[Texto de la página]
*****
La noche del sábado, el presidente de la República, Nayib Bukele, anunciaba una cuarentena en todo el territorio nacional. Entre una estruendosa lluvia e inusuales cortes de energía eléctrica, decretó lo que ya la mayoría adivinaba: una especie del ya extinto toque de queda, en el que nadie puede salir de su casa.
El coronavirus, un nuevo patógeno que causó una pandemia con más de 14,000 víctimas mortales y 336,000 contagios; causa alarma entre los salvadoreños que, por ahora, solo conocen de tres casos confirmados y ningún muerto en su terruño.
Las cifras oficiales, sin embargo, pueden camuflar a una enfermedad que puede ser asintomática durante semanas. Esto ha provocado que el pulso de las autoridades salvadoreñas no tiemble para detener a casi 300 personas por violar la improvisada cuarentena.
Las calles desde el industrial Soyapango hasta el Centro de Gobierno, la sede de la actividad política y judicial del país, permanecen vacías. Las excepciones, durante el camino, son los mercados, supermercados y farmacias, que aún permanecen abiertos para abastecer las necesidades más básicas.
Las unidades de transporte también reducido labores, sacando sus flotas más viejas -y económicas- para atender la reducida demanda. El Gobierno solo permite que estas se llenen con la mitad de su capacidad, y los empresarios han decidido recortar gastos.
*****
[Datos proporcionados]
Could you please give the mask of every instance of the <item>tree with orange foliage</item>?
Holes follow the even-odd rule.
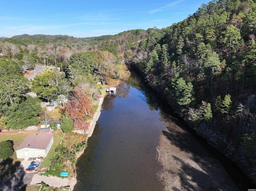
*****
[Lista de tareas]
A. Según el texto sobre la cuarentena, ¿por qué las autoridades salvadoreñas no dudan en detener a quienes violan la cuarentena? Responde en una a tres oraciones.
B. ¿Qué establecimientos siguen abiertos a lo largo del camino, según el texto sobre la cuarentena?

[Resultados esperados]
A. Las cifras oficiales pueden ocultar la enfermedad, porque esta puede ser asintomática durante semanas. Por eso las autoridades han detenido a casi 300 personas por violar la cuarentena.

B. Los mercados, los supermercados y las farmacias.